Stored items
-- Opening Marker --
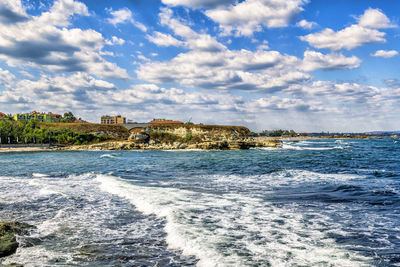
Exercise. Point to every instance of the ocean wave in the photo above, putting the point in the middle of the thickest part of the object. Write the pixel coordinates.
(112, 155)
(217, 229)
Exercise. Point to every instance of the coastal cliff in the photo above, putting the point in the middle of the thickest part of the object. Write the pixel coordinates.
(187, 136)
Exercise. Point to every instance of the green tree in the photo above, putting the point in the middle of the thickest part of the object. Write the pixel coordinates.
(68, 117)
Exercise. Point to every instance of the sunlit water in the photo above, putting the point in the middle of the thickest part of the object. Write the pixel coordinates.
(311, 203)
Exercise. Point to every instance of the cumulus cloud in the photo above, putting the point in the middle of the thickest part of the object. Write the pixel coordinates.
(46, 92)
(243, 70)
(385, 53)
(197, 3)
(284, 103)
(124, 15)
(162, 39)
(343, 92)
(211, 65)
(315, 60)
(115, 41)
(356, 35)
(11, 11)
(375, 19)
(348, 38)
(306, 24)
(193, 40)
(44, 41)
(250, 16)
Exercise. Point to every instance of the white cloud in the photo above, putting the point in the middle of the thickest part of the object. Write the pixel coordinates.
(314, 60)
(115, 41)
(197, 3)
(12, 11)
(250, 16)
(124, 15)
(162, 39)
(284, 103)
(306, 24)
(385, 53)
(44, 41)
(375, 19)
(348, 38)
(243, 70)
(193, 40)
(353, 36)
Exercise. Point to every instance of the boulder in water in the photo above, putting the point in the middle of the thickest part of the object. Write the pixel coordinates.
(8, 241)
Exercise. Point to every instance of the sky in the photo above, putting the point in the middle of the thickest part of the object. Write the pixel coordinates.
(307, 65)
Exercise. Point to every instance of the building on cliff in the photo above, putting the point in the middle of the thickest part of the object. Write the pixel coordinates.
(118, 119)
(43, 117)
(163, 121)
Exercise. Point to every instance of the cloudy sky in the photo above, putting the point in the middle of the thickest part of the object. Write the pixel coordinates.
(307, 65)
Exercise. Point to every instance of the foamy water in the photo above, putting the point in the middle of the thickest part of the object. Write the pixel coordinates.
(313, 204)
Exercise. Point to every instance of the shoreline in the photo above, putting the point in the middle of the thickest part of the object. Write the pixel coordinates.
(24, 149)
(103, 145)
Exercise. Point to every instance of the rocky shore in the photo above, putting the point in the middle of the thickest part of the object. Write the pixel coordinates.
(172, 137)
(211, 145)
(8, 240)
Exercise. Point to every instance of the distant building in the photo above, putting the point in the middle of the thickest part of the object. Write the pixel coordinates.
(164, 121)
(43, 117)
(80, 121)
(113, 119)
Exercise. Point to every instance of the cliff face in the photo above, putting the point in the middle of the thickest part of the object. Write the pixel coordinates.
(111, 131)
(185, 137)
(204, 133)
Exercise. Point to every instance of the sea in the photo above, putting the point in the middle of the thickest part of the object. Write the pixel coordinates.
(309, 203)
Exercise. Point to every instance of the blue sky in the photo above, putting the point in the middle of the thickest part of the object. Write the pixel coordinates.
(266, 64)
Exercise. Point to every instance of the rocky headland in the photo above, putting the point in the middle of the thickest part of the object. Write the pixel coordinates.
(186, 136)
(8, 240)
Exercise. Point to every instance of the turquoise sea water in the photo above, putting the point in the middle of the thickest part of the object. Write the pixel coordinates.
(311, 203)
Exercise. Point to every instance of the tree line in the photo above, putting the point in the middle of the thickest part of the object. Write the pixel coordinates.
(32, 132)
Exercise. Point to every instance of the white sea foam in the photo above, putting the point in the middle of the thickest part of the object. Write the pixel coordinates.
(238, 230)
(39, 175)
(293, 147)
(112, 155)
(71, 210)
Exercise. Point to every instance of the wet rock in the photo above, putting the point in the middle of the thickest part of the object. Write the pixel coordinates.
(141, 137)
(8, 232)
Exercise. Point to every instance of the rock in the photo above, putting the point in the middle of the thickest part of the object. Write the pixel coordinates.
(8, 241)
(141, 137)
-- Closing Marker --
- Work task -
Leaving out every picture, repeat the records above exactly as they stand.

- Result for this exercise -
Exercise. Point to every instance of the ocean wave in the photo above, putting the point in the middle of the thickest part of the object. Write the pixel coordinates.
(112, 155)
(217, 229)
Exercise. Point to every instance of the coastal cliff in the photo above, putting the point in the middle of the thickest part of the object. Write the pixel coordinates.
(187, 136)
Exercise. Point to every instance of the green tree in the photo above, putting the point in the middle of the thickest part of the object. Write the pixel coordinates.
(68, 117)
Exercise. Point to every instance of the sunlit water in the photo above, putting the point in the middle of the thickest part of the object. Write the pixel coordinates.
(311, 203)
Exercise. Point to every instance of the cumulus cloud in the photo above, putting the point in the middle of the thickest part of the object. Write the pixel coordinates.
(46, 92)
(243, 70)
(385, 53)
(197, 3)
(284, 103)
(124, 15)
(162, 39)
(343, 92)
(211, 65)
(315, 60)
(115, 41)
(356, 35)
(11, 11)
(375, 19)
(348, 38)
(306, 24)
(193, 40)
(44, 41)
(250, 16)
Exercise. Point to every instance of the white cloud in the photo above, putting the point in the middle of the thickest part of the object. Write the pixel coordinates.
(314, 60)
(115, 41)
(197, 3)
(12, 11)
(250, 16)
(124, 15)
(162, 39)
(284, 103)
(306, 24)
(385, 53)
(44, 41)
(375, 19)
(348, 38)
(243, 70)
(193, 40)
(353, 36)
Exercise. Point to every instance of the boulder in water in the photo above, putting the point in the middle of the thickest part of the object. Write the pixel coordinates.
(8, 241)
Exercise. Point to every instance of the sky in the photo above, putting the point in the middle of the thickest part of the object. Write the pixel coordinates.
(307, 65)
Exercise. Point to every instance of the building on cliff in the photo above, putting the point in the middle of the thickest part of the object. Write the pixel coordinates.
(118, 119)
(43, 117)
(163, 121)
Exercise. Point to every instance of the cloudy sky in the photo above, putting the point in the middle of the thickest part of the object. Write the pixel coordinates.
(307, 65)
Exercise. Point to every instance of the foamy water in the photo above, putting the point in the middle of the thickest part of the object. Write the pixel coordinates.
(313, 204)
Exercise. Point to every instance of the shoreline in the photo above, putting the point in the middle of the thickest part of the object. Write the pixel coordinates.
(24, 149)
(103, 145)
Exercise. Point to every instance of the rocky shore in the photo above, putting the point in the middle of the thickest part of the object. Write the pixel coordinates.
(172, 137)
(211, 145)
(8, 240)
Exercise. Point to every instance of the distant building in the photo above, putting the point in the middle of the thickest part of the object. Write the pixel coordinates.
(164, 121)
(43, 117)
(80, 121)
(113, 119)
Exercise. Point to every instance of the cliff face in the photo above, putting the point in the middle of the thickest part of the object. Write the pixel coordinates.
(111, 131)
(185, 137)
(204, 133)
Exercise. Point to every instance of the sea in the photo above, putting the point in the middle of the thickest part of the object. Write the pixel coordinates.
(309, 203)
Exercise. Point to every instance of the blue sky in the photo above, putting the point in the middle of the thickest part of the object. Write the pixel coordinates.
(266, 64)
Exercise. Point to every instance of the rocky headland in the photo above, putting the point in the middle of the thickest part of the object. Write the pixel coordinates.
(186, 136)
(8, 240)
Exercise. Point to every instance of the turquoise sea water in the photo above, putting the point in the middle of the thickest part of the object. Write the pixel coordinates.
(311, 203)
Exercise. Point to every instance of the tree line in the photo above, putting the point in the middle of the thickest part of the object. Write the pixel coordinates.
(32, 132)
Exercise. Point to every instance of the white sea foam in the photo above, putting the point in the middle of the thickest part of the object. Write the pixel coordinates.
(238, 230)
(39, 175)
(293, 147)
(112, 155)
(71, 210)
Exercise. Point to every instance of the wet rock in the photo above, putting the point in the middle of the thickest part of the object. Write the pixel coordinates.
(141, 137)
(8, 232)
Exercise. Point to every instance of the rock in the photo above, putting the point in the middle of the thickest part of the object. Write the pixel coordinates.
(8, 241)
(141, 137)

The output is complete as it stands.